A Dagger for the Troops
Don Surber of the Charleston (W.Va.) Daily Mail notes an appalling statement by New York's senior senator, Chuck Schumer, on the Senate floor yesterday:

The violence in Anbar has gone down despite the surge, not because of the surge. The inability of American soldiers to protect these tribes from al Qaeda said to these tribes we have to fight al Qaeda ourselves. It wasn't that the surge brought peace here. It was that the warlords took peace here, created a temporary peace here.

It is certainly true that the sheikhs have been instrumental in the Anbar success, but they didn't do it on their own. As The Wall Street Journal reported last month (link for subscribers, but we excerpted it last month), "The success in Anbar Province, which lies west of Baghdad, hasn't come easily. The key to the U.S. campaign has been recruiting, cultivating, and rewarding tribal leaders."

As Surber notes, Schumer was one of 77 senators who voted to send the troops to Iraq. Now, his quest for partisan advantage, he is falsely portraying them as unable to do anything right. It doesn't make us proud to be a New Yorker.

**DATA BLOCK:**
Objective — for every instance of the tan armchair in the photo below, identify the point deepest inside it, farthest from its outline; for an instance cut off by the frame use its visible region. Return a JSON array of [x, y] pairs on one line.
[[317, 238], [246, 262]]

**WHAT TO DO:**
a - Answer these questions from the commentary on Chuck Schumer's Anbar remarks, one line each, marked the same way:
(i) Which newspaper is Don Surber with?
(ii) According to the Wall Street Journal quotation, what has been the key to the U.S. campaign in Anbar?
(iii) How many senators, Schumer among them, voted to send the troops to Iraq?
b - Can you sum up the commentary on Chuck Schumer's Anbar remarks in two sentences?
c - Could you extend the commentary on Chuck Schumer's Anbar remarks beyond its final sentence?

**ANSWERS FOR THE EXERCISE:**
a -
(i) The Charleston (W.Va.) Daily Mail.
(ii) Recruiting, cultivating, and rewarding tribal leaders.
(iii) 77.

b - On the Senate floor, Chuck Schumer said violence in Anbar fell despite the surge, because American soldiers could not protect the tribes from al Qaeda and the tribes fought it themselves. The commentary grants that the sheikhs were instrumental but cites The Wall Street Journal that recruiting, cultivating, and rewarding tribal leaders was the key to the U.S. campaign, and it notes that Schumer was one of 77 senators who voted to send the troops to Iraq.

c -
Spared by the Enemy's Incompetence
Yesterday we noted an Associated Press story on the arrest of three alleged terror plotters in Germany, which contained the following statement:

Germany, which did not send troops to Iraq, has been spared terrorist attacks such as the mass transit bombings in Madrid and London--although its involvement in the attempt to stabilize Afghanistan has led to fears it might be targeted.

Several readers wrote to remind us that if Germany has been "spared," it is only because those who tried to attack a year ago failed. An AP dispatch from Sept. 2, 2006, noted that two suspects were in custody in a botched attack:

The men are suspected of planting crude bombs July 31 on two trains at Cologne station, where they were seen in grainy surveillance camera video pulling wheeled suitcases.

The bombs were found later in the day on regional trains in Koblenz and Dortmund. Authorities have said that the detonators went off but failed to ignite the devices.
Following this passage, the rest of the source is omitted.